*** Opening Supplied records ***

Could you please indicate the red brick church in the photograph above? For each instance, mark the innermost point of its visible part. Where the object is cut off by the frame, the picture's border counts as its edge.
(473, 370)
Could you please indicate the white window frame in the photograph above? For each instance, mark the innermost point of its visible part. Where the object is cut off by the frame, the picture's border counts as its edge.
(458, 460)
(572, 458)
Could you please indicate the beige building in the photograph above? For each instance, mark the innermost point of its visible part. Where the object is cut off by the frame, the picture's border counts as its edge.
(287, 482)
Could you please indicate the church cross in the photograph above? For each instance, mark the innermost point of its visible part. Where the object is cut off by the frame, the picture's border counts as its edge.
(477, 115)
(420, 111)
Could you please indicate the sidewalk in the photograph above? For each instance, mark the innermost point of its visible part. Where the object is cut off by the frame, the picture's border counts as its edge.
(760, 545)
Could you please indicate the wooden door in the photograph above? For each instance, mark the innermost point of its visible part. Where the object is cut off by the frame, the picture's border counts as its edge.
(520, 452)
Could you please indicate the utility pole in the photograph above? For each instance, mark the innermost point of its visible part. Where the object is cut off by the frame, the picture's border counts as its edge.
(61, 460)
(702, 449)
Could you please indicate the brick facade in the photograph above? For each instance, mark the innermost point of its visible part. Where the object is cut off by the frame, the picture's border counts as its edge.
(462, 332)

*** Closing Supplied records ***

[Problem description]: Produce an exact copy of each line from the one holding "Could you please indicate the beige" through the last line of the records, both included, and nothing more.

[Answer for this exercise]:
Could you please indicate the beige building in the photograph above? For each instance, mark the innermost point of its visible part. Where the object is cut off by the frame, the picture's border counts as its edge.
(287, 482)
Could you please indicate the church cross in the photograph above? For each instance, mark the innermost point of its visible part. Where the object is cut off by the frame, the picture's border counts as its edge.
(477, 115)
(420, 111)
Could you please indicate the sidewalk in the photograph above? For each instance, mark the innermost point of its visible part. Where the object is cut off by the frame, the picture's border counts as its edge.
(760, 545)
Could you please indicate the wooden door in the photograph above? For each instance, mark the innermost point of its visible part. Where the object is cut off by the frame, the picture's border counts as its edge.
(520, 452)
Could you please indicate the utility pole in the photograph above? For each instance, mark the innermost point of its visible part. Where the object is cut off by the frame, the picture's border counts as its edge.
(61, 460)
(702, 449)
Could you please indicate the brick facade in the photograph above? For each instance, mark the innermost point of its visible part. Where the object is cut off by the frame, the picture's border counts as its edge.
(462, 332)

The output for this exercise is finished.